Nos dois primeiros dias de Janeiro, fomos confrontados com duas notícias de ampla difusão em Portugal. A partir de dia 1, o Canadá implementou a proibição de aquisição de habitações no seu país a estrangeiros não residentes e Marina Gonçalves é nomeada ministra da habitação.
A verdade é que a decisão do executivo de Justin Trudeau já estava prevista e assenta num plano mais elaborado do que o mero anúncio a que na generalidade tivemos acesso. Para o primeiro-ministro, todos os canadianos e imigrantes devem ter direito a uma habitação acessível e isso simplesmente deixou de acontecer. Para o ministro da habitação, Ahmed Hussen, a proibição pretende evitar que os compradores usem a habitação como mercadoria, mas sim como um local para viver.

════════════════════

### Instruções a seguir
Prossiga o texto sobre a proibição canadiana de compra de habitações por estrangeiros, a partir do ponto em que termina. As entradas abaixo são material à parte, sem ligação ao texto.

[Entradas armazenadas]
════════════════════

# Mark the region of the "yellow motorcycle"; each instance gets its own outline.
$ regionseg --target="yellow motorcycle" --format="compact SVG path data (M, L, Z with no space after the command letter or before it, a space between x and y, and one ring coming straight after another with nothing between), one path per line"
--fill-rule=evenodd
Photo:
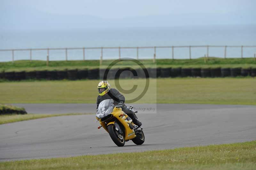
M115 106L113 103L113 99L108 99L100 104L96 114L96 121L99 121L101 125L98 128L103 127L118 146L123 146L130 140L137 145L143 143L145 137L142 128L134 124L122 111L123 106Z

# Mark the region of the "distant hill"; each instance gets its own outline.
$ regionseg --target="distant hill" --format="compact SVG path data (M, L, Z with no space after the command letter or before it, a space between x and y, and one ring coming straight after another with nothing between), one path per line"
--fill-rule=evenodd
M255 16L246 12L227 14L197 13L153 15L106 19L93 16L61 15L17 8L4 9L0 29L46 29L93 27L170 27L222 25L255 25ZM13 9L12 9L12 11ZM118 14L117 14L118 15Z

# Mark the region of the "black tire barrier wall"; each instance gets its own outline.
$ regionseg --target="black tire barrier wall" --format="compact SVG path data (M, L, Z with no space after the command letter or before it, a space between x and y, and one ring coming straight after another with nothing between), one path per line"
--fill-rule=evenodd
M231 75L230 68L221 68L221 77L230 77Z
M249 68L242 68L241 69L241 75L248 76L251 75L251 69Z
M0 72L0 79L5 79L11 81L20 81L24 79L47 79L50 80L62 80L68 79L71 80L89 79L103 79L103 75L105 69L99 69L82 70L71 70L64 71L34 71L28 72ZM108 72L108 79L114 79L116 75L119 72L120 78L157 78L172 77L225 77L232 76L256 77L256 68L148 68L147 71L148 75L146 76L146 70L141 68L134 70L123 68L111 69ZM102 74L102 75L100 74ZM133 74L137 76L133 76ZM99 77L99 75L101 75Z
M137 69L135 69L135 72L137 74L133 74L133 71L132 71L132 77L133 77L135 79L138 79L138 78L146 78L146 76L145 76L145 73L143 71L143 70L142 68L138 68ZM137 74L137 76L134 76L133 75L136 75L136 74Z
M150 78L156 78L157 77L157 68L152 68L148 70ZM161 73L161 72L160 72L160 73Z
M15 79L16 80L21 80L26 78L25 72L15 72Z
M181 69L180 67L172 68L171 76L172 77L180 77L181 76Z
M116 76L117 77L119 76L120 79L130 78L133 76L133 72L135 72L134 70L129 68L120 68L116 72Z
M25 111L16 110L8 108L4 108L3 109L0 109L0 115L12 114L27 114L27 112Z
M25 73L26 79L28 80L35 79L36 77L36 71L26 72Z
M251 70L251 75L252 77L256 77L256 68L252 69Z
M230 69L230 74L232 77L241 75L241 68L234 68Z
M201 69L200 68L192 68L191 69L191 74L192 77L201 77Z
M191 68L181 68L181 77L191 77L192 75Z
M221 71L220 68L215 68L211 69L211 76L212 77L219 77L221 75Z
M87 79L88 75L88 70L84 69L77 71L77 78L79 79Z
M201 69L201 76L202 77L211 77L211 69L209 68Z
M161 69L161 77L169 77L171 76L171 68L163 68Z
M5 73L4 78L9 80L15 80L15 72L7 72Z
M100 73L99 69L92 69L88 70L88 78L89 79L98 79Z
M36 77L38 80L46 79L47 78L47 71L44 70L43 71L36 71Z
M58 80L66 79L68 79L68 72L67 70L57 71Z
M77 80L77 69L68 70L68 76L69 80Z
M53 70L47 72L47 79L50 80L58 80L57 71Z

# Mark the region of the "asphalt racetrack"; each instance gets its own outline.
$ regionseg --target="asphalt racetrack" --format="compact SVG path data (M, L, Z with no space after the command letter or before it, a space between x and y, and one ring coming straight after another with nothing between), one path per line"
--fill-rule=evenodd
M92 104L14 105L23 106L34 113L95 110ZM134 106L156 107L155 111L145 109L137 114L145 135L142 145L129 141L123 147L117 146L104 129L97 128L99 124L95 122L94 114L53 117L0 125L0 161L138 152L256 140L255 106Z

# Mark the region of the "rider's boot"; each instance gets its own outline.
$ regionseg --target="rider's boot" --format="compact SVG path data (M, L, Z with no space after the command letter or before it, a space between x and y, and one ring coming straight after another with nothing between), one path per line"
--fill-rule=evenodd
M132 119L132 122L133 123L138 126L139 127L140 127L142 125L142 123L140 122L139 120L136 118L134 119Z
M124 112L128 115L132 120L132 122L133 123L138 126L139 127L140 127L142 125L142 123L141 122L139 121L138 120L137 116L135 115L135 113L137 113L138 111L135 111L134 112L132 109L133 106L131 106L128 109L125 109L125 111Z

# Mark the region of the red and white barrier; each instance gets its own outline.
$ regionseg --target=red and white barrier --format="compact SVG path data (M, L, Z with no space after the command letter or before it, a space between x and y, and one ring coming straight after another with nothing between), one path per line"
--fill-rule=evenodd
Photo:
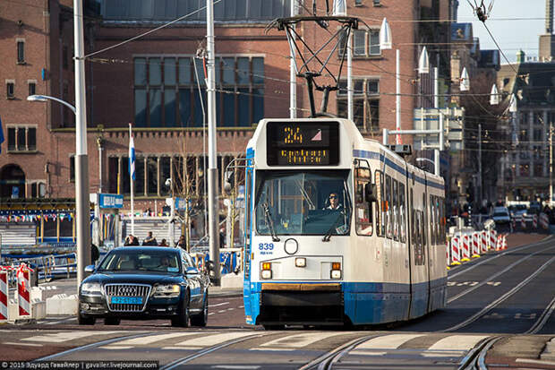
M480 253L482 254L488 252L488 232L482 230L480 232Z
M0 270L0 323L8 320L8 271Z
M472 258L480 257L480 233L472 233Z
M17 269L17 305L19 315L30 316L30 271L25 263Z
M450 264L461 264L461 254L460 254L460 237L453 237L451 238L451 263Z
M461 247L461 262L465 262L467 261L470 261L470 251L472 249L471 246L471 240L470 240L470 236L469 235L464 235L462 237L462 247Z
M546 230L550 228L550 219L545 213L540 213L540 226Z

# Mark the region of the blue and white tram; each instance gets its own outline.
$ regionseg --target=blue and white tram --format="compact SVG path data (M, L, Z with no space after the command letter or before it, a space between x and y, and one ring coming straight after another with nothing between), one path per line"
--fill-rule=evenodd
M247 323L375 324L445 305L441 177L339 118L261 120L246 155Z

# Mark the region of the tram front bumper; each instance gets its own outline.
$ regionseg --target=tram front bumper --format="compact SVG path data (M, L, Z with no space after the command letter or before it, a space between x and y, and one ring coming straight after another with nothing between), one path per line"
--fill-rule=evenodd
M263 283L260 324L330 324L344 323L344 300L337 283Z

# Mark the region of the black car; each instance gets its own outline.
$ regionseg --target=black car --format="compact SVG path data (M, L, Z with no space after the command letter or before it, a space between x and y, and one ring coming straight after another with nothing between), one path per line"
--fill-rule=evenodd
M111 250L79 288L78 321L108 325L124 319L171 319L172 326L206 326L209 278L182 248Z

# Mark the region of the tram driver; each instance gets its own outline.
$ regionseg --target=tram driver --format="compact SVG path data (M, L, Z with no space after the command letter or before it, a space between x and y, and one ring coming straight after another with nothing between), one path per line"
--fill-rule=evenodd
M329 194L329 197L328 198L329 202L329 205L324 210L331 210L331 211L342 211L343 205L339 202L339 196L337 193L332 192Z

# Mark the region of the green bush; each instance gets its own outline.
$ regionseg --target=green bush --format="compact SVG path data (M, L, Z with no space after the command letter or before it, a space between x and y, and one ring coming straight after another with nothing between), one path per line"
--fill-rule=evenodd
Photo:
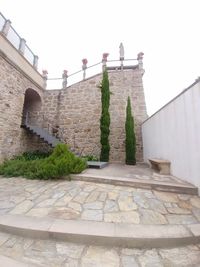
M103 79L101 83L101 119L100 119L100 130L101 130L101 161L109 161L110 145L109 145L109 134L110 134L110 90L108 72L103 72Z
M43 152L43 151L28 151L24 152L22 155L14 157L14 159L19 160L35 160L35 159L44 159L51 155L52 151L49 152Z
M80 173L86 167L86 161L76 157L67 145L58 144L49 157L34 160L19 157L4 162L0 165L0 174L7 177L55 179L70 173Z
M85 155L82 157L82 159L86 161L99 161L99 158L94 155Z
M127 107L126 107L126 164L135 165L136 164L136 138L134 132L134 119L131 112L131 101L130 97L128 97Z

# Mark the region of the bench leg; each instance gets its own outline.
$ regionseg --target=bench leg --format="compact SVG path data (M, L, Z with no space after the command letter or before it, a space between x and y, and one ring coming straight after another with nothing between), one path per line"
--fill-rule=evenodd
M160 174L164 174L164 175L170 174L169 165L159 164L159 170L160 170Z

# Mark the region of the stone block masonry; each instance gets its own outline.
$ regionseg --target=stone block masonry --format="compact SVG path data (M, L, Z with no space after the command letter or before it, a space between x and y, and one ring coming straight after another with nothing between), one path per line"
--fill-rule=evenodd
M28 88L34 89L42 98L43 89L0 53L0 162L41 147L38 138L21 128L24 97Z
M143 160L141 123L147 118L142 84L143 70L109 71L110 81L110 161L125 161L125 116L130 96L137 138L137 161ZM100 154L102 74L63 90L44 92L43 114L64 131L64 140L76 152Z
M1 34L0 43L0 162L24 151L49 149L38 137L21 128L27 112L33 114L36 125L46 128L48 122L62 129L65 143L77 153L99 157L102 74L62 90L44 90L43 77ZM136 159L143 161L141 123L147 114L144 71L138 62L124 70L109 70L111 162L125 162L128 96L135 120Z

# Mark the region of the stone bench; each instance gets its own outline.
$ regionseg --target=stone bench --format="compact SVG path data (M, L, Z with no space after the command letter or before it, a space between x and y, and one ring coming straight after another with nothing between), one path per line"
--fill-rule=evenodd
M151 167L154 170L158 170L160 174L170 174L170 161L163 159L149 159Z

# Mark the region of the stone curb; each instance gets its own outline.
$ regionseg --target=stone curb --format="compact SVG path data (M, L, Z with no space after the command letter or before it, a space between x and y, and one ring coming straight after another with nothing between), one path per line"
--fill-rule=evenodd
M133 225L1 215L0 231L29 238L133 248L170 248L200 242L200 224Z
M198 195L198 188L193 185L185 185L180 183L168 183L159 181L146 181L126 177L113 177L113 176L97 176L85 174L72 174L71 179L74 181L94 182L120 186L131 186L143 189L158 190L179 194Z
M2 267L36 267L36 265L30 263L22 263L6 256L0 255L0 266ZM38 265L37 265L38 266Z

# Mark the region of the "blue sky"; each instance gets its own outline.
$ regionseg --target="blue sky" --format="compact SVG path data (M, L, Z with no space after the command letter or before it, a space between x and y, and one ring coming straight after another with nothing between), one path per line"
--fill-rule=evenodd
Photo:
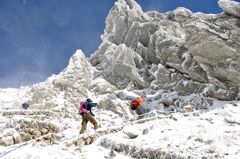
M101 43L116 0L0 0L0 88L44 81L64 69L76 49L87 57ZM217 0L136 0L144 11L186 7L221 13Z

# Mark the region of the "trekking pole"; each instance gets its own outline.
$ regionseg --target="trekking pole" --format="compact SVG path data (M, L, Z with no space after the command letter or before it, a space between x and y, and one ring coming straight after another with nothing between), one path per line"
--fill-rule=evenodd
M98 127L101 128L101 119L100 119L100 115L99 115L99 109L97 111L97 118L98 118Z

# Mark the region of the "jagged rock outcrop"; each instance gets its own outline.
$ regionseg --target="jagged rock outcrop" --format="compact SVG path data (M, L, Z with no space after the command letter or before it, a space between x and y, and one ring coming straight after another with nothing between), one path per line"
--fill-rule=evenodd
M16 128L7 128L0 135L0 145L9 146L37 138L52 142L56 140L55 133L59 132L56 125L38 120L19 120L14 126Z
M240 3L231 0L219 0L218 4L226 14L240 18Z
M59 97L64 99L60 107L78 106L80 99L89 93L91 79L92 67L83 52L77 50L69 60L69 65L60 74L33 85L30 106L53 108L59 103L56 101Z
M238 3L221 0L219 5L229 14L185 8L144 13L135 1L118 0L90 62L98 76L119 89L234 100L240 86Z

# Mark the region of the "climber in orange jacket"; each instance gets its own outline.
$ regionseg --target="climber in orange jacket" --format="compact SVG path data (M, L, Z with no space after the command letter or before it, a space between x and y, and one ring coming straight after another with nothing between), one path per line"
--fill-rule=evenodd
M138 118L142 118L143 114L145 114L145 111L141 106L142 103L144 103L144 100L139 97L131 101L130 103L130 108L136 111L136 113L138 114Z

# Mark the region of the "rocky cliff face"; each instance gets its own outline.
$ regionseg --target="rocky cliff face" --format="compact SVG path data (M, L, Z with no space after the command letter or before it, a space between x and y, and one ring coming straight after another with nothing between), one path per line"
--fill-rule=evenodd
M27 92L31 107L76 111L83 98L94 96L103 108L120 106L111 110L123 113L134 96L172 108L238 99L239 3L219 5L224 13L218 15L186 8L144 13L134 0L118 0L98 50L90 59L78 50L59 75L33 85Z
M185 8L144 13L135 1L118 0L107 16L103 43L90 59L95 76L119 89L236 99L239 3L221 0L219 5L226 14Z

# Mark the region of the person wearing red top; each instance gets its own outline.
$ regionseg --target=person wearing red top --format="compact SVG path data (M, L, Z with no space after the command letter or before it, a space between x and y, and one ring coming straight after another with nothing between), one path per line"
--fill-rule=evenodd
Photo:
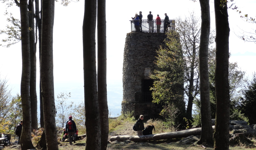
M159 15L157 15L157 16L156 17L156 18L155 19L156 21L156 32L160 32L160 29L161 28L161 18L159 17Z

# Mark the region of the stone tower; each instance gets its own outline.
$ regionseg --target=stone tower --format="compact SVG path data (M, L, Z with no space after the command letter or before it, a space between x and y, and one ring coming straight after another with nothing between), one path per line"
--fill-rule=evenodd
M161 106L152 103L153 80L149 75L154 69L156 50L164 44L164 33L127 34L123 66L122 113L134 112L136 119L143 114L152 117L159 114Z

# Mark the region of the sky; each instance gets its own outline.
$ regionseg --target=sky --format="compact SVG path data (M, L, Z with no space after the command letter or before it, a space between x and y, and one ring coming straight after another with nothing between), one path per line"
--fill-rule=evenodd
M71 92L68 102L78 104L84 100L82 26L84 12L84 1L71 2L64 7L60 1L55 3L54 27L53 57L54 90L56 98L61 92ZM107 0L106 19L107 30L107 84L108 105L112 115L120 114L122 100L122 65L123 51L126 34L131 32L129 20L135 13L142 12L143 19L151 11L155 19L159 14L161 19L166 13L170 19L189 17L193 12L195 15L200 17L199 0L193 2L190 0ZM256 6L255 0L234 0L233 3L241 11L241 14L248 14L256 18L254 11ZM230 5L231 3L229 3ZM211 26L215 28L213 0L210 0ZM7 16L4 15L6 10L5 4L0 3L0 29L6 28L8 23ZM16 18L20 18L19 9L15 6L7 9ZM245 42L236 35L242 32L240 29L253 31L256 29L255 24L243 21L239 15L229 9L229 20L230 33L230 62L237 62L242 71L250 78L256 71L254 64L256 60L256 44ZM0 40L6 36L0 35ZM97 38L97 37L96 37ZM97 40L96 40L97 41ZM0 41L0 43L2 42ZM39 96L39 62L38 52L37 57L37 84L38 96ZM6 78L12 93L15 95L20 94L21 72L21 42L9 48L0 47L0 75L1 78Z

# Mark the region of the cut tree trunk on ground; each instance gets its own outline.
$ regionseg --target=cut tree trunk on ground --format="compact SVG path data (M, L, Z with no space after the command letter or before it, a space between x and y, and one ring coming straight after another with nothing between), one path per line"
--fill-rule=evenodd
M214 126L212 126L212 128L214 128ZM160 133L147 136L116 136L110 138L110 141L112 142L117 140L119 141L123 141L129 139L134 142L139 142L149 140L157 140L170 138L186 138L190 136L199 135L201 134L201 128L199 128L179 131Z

════════════════════

### Resultado da tarefa
À referida proibição, junta-se a criação de um primeiro imposto na história do Canadá aos proprietários estrangeiros não-residentes que detenham: casas vazias, em sub uso e terrenos urbanos vazios. Está-se a criar uma agência federal para investigar a lavagem de dinheiro no mercado de habitação e a prevenir os lucros excessivos através de uma taxação aos fundos de investimento.
Estas medidas de regulamentação do mercado são complementadas por outras que respeitam a apoios directos às famílias, jovens, mulheres vítimas de violência doméstica, estudantes, populações indígenas; e o incentivo à construção de mais habitação.
Não pretendo com esta exposição assinar em branco as políticas de habitação do governo federal do Canadá, mas talvez ajudar a compreender a recepção e divulgação das mesmas em Portugal.
É que o governo do Canadá de Justin Trudeau é liderado pelo Partido Liberal, que corresponde ao mesmo lugar do espectro político que o Partido Socialista em Portugal: ambos são supostamente os grandes partidos do centro-esquerda dos seus países (embora com origens distintas).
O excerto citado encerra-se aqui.